# start of TASK INPUTS

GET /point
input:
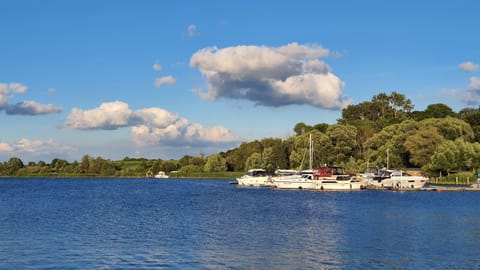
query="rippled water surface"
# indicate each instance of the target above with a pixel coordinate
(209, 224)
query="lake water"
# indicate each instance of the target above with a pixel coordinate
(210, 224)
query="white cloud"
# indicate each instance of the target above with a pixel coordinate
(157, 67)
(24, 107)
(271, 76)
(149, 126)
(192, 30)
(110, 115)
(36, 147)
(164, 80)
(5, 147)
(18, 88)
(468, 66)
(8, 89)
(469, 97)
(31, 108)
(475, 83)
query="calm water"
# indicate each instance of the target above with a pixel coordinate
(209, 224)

# end of TASK INPUTS
# start of TASK INPUTS

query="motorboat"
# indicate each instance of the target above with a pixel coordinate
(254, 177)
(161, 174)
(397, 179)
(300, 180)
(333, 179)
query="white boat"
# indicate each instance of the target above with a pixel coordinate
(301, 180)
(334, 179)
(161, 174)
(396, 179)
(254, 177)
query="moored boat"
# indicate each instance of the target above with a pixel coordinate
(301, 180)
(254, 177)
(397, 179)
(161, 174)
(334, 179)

# end of TASK INPUTS

-- DIRECTIONS FOR THIS TASK --
Collect every line in the material above that contains the word "query".

-- SOLUTION TO THIS TASK --
query="rippled water surface"
query="lake water"
query="white cloud"
query="calm water"
query="motorboat"
query="white boat"
query="moored boat"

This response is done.